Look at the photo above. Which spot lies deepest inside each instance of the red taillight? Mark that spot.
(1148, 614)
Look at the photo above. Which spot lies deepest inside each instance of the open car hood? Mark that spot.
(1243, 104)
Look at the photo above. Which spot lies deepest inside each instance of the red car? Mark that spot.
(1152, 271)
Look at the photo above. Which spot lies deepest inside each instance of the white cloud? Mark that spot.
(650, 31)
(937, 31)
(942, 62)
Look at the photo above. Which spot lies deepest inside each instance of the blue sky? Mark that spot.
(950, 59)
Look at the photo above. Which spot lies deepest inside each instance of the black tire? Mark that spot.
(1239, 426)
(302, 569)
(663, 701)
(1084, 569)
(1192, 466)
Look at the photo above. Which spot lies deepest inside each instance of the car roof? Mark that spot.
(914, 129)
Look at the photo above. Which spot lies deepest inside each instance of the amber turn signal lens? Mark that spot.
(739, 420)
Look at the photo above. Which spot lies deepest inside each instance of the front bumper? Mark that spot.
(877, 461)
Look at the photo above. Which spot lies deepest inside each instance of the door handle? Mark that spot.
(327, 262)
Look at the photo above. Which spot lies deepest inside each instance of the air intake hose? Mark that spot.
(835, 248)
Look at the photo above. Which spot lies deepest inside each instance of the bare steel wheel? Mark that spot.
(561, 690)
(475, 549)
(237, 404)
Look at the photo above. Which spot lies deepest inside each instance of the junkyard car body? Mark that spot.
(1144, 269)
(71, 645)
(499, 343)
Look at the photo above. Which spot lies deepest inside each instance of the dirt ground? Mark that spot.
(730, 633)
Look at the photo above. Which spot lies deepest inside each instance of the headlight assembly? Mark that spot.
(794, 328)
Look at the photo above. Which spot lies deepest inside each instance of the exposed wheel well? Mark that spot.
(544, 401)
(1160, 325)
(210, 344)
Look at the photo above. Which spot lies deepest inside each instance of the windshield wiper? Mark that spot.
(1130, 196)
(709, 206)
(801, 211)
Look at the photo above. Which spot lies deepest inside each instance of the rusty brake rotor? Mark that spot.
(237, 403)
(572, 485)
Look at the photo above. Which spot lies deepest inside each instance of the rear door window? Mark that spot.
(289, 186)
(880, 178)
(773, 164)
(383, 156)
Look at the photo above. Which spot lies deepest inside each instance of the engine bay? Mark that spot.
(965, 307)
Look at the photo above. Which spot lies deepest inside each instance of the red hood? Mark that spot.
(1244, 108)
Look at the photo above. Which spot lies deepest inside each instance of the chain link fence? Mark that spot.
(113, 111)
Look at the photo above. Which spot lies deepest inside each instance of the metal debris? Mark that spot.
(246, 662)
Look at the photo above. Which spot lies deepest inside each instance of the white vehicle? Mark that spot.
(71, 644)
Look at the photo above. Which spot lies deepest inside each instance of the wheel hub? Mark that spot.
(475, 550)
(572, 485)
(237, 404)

********

Copy the lines above from the first one through the line containing "(1243, 104)", keeping each line's wording and raising every coordinate by 64.

Look at the photo above. Which spot lies deepest inside each instance of the red taillight? Mark that spot.
(1212, 678)
Look at the photo above. Which spot lies deepest inside each instance of the open car hood? Mark that spot.
(1307, 168)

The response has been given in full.